### WHAT THE TASK ASKS
Lay out the rows as a JSON list of strings, one per line and with blank lines dropped, starting at the line that contains "Tag the sunlit" and running through the end of the rows, both ends included. Leave the pictures out of the answer.

### RECORDS TO USE
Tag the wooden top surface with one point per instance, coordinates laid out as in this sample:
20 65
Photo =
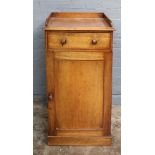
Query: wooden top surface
78 21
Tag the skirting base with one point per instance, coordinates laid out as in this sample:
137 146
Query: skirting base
65 140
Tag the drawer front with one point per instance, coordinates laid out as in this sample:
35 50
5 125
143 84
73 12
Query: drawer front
64 40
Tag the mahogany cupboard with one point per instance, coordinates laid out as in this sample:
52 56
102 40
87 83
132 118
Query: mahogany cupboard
79 78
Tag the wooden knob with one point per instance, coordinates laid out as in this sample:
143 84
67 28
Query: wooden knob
50 97
63 41
94 42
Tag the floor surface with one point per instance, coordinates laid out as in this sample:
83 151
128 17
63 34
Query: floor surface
40 136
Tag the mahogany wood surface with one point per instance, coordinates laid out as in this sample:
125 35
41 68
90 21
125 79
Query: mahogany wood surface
79 78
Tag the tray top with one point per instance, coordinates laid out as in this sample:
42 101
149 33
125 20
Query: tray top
78 21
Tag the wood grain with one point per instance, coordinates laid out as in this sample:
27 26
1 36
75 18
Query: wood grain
66 140
79 40
79 78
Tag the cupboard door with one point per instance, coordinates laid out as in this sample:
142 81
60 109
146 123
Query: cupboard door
78 90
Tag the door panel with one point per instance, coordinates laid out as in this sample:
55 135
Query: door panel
79 92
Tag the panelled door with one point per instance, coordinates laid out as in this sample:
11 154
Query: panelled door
78 92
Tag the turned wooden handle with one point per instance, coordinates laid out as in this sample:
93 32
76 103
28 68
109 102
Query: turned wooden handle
94 42
50 96
63 41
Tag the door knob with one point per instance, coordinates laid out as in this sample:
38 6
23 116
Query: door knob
94 42
63 42
50 96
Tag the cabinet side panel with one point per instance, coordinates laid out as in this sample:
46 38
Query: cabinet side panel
50 90
107 92
79 94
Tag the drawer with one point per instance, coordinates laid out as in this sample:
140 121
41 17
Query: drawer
62 40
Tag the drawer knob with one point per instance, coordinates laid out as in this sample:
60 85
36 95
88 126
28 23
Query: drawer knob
94 42
50 96
63 42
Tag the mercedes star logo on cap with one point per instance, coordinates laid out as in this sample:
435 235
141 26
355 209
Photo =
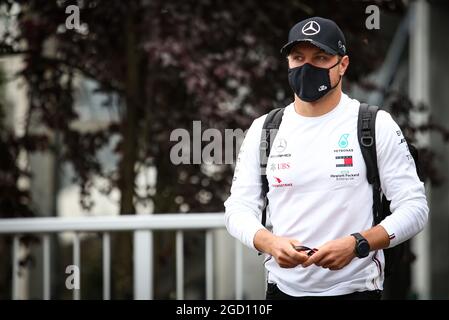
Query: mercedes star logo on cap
311 28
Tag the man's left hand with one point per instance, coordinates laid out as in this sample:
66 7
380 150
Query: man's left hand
333 255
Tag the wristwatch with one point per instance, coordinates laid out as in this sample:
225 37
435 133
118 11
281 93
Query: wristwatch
362 247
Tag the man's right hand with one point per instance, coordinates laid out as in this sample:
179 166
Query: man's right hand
280 248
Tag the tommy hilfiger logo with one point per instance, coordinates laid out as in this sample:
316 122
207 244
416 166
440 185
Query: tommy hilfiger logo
322 88
280 184
343 161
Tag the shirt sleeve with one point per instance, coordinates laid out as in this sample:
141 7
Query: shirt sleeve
399 182
244 206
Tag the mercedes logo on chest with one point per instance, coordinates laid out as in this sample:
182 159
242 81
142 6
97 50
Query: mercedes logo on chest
311 28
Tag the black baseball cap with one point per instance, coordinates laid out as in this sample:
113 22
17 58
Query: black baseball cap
321 32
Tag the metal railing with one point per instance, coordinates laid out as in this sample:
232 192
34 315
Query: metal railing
142 227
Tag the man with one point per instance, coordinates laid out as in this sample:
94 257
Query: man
309 204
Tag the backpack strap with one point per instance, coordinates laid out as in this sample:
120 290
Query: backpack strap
269 132
366 133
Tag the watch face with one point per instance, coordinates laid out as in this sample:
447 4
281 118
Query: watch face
363 248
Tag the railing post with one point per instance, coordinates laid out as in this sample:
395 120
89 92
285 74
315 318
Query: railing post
46 266
179 265
15 267
143 266
77 264
238 270
106 266
209 265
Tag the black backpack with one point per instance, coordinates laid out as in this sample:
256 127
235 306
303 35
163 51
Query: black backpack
395 257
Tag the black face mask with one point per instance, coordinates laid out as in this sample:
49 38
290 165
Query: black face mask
311 83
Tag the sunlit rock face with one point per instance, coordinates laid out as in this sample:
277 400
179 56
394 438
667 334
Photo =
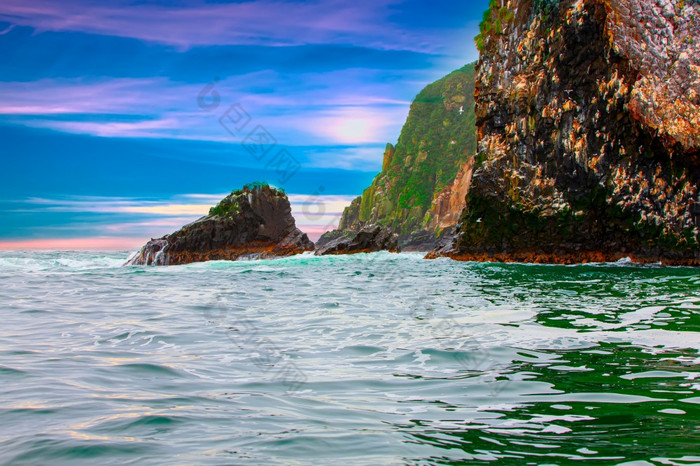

### COMPLETED EXERCISE
[
  "Tag the sunlit rock face with one point per instance, coordinates laid out as in this sample:",
  "277 400",
  "179 56",
  "394 438",
  "667 334",
  "Photo ="
]